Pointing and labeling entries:
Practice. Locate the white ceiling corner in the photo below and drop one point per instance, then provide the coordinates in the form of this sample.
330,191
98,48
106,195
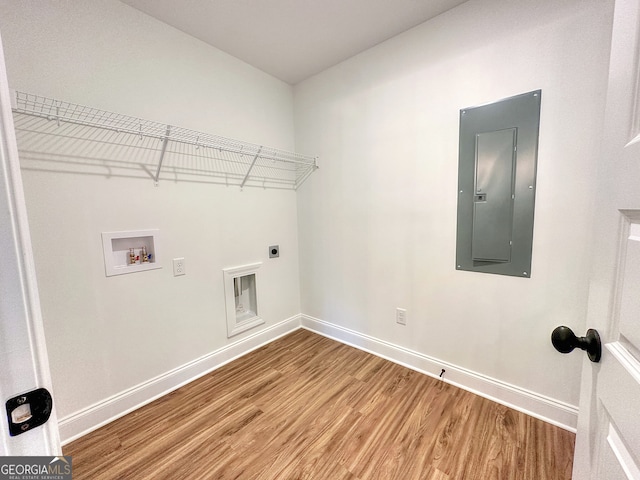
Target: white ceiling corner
293,39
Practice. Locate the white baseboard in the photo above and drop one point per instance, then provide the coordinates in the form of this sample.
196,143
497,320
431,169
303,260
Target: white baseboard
539,406
95,416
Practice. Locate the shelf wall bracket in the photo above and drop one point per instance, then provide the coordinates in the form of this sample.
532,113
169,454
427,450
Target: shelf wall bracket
165,141
244,180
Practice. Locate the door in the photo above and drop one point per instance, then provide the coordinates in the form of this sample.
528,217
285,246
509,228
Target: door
24,366
608,437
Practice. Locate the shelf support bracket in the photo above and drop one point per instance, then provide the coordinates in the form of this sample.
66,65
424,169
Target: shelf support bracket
165,141
244,180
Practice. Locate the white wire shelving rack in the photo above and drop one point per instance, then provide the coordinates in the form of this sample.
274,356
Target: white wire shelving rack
59,136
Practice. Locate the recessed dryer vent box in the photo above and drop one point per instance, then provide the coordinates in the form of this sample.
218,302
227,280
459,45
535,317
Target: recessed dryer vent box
496,185
241,298
124,252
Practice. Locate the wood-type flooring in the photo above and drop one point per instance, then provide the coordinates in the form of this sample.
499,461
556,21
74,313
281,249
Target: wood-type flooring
307,407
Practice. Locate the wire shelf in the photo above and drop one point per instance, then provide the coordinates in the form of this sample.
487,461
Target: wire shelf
59,136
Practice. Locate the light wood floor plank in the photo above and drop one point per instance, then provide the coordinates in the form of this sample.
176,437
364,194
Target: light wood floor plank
307,407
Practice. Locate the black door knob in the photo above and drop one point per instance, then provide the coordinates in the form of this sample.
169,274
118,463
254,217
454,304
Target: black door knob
564,340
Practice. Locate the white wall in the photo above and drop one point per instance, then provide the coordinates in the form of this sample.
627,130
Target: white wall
107,335
377,222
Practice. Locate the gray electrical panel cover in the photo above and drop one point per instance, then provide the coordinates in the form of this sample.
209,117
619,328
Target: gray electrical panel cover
496,185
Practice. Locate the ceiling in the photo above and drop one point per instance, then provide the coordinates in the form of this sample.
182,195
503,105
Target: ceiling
293,39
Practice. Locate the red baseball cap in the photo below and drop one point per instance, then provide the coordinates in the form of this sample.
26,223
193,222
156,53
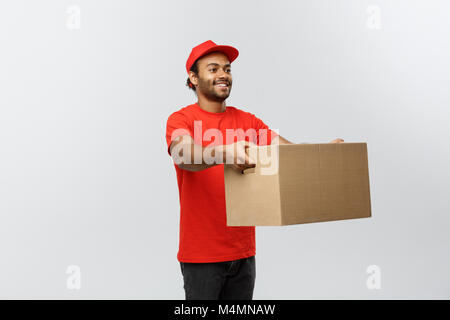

— EXERCISE INSTRUCTIONS —
Report every line in the items above that contains the word "vent", copying each such line in full. Case counts, so match only that exact capitalization.

— RESPONSE —
Practice. Locate the recessed dryer vent box in the photo above and drop one point per instance, then provide the coordinates in the form of this sample.
Target: recessed dryer vent box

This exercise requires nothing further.